**** ページ本文

アメリカでのシマノDCリール事情はどんな感じ?【SHIMANO SLX DC&Curado DC】さらに2022NEW SLX DC XT登場!
ハイテク化が進むバス釣りタックルの先駆けとも言えるシマノのDC(デジタルコントロールブレーキシステム)搭載のリール。日本では完全に定着したブレーキシステムですが、アメリカではどのような感じで扱われているのでしょうか。
こんにちは!店長の小山です!
本日は海外サイトより、”THE ELECTRONIC ANGLER – SHIMANO BRINGS “DIGITAL CONTROL” TO THE MASSES”という記事を引用してご紹介いたします。
ハイテク化が進むバス釣り業界。
ナノテクノロジー、バイオテクノロジー、通信技術、AI…世界の大きな科学技術の進化とともに、釣具も進化していくものです。
目立つところではエレクトロニクスの恩恵が大きな割合を占めるもの、たとえば魚探、エンジン制御があると思いますが、ロッドやリール、ラインやフック、サングラスやウェアに至るまで、すべてのものに使われる素材そのものや理論の進化により、目立たないところも大きく変化しています。
その中のひとつに、シマノから発売されているDC(デジタルコントロール)ブレーキ搭載のリールも含まれると思います。
DCはキャストの時に回転するスプールを電子制御して、ルアーの飛距離を伸ばしつつ、バックラッシュを防ぐというもの。
このリールの登場により、初心者の方がベイトリールのメリットを速い段階から最大限に使うことができ、バス釣りの成長を大幅に短縮することができたのではないかと思います。

********
**** 提供データ

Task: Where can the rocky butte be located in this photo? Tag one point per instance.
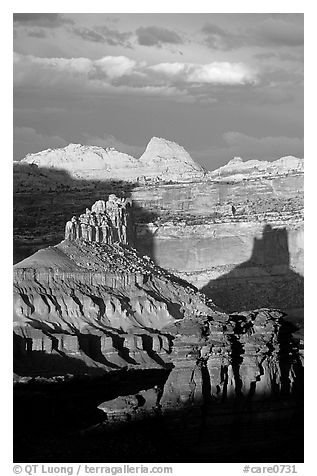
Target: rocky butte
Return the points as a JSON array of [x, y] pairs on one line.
[[235, 232], [94, 317]]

********

作業指示 1
シマノDCリールについての本文によると、DCはキャストの時に何をする仕組みですか。
作業指示 2
シマノDCリールについての本文を、最後の文の次から書き継いでください。

回答文 1
キャスト時に回転するスプールを電子制御し、ルアーの飛距離を伸ばしながらバックラッシュを防ぐ仕組みです。

回答文 2
もしかしたらこの先、AIにより電子制御で絶対に釣れるルアー、狙ったところに自動で投げてくれる自動運転タックルなんかも誕生するかもしれませんね。
話は変わりますが、パチンコやパチスロをやった方しかわからない例えをしますが、パチンコはデジタルが回るセンサーを玉が通った瞬間、パチスロはレバーを叩いた瞬間にアタリかハズレかがすでに決定しています。
あとは液晶画面やリールがそれっぽい演出をして、アタリやハズレが確定するまで人間は見ているだけというゲームなんですよね。(もう何十年もパチンコ屋さんに入ったことがないので昔の知識です。今は違うのでしたらすみません)
それと同じように、バス釣りもロッドを振った瞬間にそのキャストが釣れるかどうかが確定し、分かってしまうみたいな世界になるのかもしれません。だったらもう、バーチャルの世界でもいいじゃないかという感じになってしまいますけどね。
さて、そんなハイテクタックルの先駆けとも言えそうなデジタルコントロールブレーキのシマノのリールですが、アメリカでは今、どんな評価をされているか知っていますか?
この記事は、アメリカのゲーリーヤマモトの公式HPのブログ「INSIDE-LINE」の記事で、シマノのDCリールについての見解がシェアされています。
日本では完全に定着しているDCリールですが、アメリカではどうなのか。ちょっと古い記事ですが、興味がある方は読んでみてください。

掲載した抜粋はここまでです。